### WHAT TO WORK ON
Rewrite the listing from the line with "mark: traffic sign" through the end of the listing, replacing "one pin per instance" with "one point per instance" and leaving everything else unchanged.

Recorded data
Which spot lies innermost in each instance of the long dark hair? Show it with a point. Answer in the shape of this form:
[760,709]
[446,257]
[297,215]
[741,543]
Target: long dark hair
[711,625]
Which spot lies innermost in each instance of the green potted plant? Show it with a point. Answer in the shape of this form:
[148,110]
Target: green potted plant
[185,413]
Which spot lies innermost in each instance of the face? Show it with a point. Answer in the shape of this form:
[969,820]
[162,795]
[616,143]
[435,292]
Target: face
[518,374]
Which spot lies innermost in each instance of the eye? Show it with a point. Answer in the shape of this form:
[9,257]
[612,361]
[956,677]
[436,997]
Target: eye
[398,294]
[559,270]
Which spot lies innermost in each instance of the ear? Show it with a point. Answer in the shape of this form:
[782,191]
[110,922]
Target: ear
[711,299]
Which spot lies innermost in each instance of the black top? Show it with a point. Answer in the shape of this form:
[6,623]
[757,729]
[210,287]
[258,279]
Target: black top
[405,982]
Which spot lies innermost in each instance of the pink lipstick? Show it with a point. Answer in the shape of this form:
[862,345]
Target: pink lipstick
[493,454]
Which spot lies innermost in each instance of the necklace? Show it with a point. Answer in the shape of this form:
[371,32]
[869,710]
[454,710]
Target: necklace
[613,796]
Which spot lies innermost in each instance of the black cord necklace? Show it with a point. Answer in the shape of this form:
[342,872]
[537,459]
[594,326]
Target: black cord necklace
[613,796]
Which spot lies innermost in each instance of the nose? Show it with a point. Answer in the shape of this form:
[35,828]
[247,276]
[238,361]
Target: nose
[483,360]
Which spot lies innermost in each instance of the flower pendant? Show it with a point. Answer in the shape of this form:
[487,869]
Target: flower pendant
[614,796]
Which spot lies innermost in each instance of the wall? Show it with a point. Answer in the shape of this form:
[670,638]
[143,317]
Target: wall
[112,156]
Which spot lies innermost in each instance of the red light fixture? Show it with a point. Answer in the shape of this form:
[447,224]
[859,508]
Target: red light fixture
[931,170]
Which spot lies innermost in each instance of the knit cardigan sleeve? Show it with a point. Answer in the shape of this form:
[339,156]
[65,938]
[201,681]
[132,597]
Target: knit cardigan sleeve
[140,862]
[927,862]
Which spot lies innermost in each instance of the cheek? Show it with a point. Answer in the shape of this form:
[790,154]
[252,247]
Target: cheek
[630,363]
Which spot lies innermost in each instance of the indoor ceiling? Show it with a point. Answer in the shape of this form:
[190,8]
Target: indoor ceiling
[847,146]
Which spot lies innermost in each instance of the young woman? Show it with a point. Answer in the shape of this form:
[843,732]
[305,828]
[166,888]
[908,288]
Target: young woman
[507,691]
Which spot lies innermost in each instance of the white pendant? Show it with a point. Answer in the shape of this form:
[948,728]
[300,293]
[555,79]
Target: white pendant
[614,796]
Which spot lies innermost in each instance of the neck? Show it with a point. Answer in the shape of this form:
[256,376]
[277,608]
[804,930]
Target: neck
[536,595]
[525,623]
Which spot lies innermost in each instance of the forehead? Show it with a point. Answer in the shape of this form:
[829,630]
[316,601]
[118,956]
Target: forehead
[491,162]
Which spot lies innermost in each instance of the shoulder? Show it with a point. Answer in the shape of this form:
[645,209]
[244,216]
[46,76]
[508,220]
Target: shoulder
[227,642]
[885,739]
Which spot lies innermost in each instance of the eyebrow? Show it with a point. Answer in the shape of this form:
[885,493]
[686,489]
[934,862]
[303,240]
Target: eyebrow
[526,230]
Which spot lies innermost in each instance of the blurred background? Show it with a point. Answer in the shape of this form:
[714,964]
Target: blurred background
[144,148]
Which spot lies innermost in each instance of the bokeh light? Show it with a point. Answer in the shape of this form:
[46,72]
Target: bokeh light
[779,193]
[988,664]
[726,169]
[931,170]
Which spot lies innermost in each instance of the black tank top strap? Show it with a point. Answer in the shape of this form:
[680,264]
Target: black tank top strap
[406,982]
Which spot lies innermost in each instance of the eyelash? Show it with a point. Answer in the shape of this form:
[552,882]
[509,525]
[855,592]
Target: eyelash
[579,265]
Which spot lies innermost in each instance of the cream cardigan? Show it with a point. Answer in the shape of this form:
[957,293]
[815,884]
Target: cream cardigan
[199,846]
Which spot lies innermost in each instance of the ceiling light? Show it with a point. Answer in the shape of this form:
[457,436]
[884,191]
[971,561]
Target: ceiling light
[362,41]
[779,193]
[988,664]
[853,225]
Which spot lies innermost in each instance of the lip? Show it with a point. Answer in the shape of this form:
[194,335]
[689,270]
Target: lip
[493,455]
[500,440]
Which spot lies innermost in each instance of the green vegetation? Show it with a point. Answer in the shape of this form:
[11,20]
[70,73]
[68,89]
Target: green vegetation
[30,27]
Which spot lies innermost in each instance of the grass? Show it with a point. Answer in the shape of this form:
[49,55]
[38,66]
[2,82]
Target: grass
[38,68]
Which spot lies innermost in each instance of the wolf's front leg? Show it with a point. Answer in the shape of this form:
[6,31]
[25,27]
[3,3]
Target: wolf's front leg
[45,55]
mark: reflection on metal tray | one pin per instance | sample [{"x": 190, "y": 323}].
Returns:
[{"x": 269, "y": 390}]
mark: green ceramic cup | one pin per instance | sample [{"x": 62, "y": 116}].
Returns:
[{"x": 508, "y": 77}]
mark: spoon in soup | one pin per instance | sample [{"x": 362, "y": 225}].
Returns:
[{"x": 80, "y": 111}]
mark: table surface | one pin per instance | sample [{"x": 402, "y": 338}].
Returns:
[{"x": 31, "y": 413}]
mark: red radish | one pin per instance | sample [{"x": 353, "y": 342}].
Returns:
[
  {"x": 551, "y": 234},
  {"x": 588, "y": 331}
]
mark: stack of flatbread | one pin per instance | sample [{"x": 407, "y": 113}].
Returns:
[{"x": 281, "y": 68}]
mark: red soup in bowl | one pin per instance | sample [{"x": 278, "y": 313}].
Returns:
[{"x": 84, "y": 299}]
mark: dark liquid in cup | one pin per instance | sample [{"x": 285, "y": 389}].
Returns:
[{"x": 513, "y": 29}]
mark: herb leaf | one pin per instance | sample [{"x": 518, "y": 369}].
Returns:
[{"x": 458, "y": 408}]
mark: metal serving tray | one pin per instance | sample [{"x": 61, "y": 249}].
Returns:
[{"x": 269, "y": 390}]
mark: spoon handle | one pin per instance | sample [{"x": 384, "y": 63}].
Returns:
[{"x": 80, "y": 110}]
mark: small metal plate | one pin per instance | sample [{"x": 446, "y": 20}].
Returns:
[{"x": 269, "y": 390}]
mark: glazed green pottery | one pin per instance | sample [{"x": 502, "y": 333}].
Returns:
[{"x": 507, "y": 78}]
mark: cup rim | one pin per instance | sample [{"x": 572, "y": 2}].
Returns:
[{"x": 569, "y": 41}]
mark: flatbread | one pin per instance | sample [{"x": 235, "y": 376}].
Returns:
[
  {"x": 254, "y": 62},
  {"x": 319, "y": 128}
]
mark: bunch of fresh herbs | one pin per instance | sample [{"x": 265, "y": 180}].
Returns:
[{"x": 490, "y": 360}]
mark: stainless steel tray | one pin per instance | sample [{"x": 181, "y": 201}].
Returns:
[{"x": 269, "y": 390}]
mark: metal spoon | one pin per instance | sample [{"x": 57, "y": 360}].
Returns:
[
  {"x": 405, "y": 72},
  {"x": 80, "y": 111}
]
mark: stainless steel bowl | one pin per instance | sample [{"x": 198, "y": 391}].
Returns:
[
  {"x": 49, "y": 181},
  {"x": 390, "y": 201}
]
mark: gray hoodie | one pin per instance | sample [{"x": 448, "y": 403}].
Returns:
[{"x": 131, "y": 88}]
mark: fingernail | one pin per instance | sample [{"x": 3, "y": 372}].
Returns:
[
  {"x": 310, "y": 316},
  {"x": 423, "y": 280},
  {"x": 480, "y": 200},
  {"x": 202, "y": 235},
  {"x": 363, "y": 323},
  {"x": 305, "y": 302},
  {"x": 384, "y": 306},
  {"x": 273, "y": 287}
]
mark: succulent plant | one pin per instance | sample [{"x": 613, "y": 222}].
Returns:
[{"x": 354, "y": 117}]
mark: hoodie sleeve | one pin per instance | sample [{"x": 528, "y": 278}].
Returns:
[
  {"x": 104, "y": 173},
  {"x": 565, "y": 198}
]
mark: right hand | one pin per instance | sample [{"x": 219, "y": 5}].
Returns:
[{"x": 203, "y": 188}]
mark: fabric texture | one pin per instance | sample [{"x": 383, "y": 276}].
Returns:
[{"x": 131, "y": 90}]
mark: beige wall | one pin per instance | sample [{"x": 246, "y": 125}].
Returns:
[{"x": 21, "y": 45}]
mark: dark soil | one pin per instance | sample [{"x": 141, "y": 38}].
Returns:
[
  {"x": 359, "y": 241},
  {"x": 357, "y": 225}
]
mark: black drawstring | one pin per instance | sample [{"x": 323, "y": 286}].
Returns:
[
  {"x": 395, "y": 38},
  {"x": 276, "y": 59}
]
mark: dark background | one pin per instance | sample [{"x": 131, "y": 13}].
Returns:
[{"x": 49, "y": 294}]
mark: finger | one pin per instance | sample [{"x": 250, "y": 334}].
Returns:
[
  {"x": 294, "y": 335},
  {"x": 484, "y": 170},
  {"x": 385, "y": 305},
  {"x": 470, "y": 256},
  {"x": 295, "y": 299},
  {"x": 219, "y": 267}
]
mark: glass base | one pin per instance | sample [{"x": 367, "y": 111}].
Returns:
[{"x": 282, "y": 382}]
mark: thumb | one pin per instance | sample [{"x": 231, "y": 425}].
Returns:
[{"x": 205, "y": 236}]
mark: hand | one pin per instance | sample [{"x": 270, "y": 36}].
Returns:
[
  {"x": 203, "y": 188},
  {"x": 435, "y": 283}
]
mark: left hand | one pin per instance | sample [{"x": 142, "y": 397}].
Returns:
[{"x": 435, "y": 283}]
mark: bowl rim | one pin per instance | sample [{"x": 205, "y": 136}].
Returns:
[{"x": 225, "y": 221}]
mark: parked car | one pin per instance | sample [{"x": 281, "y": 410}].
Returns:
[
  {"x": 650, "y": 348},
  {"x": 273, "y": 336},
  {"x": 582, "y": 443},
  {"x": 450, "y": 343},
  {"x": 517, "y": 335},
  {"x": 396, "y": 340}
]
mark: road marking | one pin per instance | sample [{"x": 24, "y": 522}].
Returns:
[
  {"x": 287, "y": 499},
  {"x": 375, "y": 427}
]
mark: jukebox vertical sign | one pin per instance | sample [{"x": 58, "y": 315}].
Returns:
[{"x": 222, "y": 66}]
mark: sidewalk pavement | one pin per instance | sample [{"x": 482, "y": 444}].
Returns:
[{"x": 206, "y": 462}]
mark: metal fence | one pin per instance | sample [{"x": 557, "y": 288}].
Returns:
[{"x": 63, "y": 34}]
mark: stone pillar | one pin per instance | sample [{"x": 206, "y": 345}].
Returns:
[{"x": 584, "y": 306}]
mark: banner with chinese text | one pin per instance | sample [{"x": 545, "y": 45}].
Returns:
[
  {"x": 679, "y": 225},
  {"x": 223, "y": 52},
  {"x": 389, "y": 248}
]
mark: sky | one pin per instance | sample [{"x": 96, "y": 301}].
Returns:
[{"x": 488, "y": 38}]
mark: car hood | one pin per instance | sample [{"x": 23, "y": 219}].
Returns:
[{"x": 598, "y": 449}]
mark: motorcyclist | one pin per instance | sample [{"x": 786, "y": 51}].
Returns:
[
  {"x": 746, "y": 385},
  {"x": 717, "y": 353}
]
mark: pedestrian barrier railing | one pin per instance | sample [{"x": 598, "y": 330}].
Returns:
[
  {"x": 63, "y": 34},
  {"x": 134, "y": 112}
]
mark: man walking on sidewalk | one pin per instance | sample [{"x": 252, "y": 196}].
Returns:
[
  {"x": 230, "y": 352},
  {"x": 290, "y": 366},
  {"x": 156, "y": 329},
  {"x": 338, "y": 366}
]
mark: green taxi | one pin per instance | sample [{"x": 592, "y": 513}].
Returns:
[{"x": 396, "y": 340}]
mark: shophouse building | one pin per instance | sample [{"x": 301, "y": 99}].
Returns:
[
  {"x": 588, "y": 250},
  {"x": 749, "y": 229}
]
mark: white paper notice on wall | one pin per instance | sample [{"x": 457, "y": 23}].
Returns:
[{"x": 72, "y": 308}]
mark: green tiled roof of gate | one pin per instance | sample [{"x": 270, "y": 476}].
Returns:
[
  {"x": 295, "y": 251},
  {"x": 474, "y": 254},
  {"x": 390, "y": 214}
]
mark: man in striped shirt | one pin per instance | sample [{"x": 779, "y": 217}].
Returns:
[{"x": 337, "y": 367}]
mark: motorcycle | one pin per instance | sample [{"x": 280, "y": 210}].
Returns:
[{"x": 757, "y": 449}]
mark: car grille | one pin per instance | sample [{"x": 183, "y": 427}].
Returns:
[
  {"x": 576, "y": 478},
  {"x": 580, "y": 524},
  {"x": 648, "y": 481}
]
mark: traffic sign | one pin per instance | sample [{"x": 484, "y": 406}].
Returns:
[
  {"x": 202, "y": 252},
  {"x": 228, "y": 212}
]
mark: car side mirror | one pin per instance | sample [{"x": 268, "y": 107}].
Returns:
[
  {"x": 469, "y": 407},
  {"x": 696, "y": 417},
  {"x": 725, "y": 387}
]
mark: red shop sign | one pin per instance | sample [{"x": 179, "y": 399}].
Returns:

### FINISHED ANSWER
mark: traffic sign | one point per instance | sample [{"x": 484, "y": 406}].
Returns:
[
  {"x": 202, "y": 252},
  {"x": 228, "y": 212}
]
mark: car side mirror | one point per instance | sample [{"x": 268, "y": 107}].
Returns:
[
  {"x": 469, "y": 407},
  {"x": 696, "y": 417},
  {"x": 725, "y": 387}
]
mark: red shop sign | one point per instance | sample [{"x": 179, "y": 399}].
Returns:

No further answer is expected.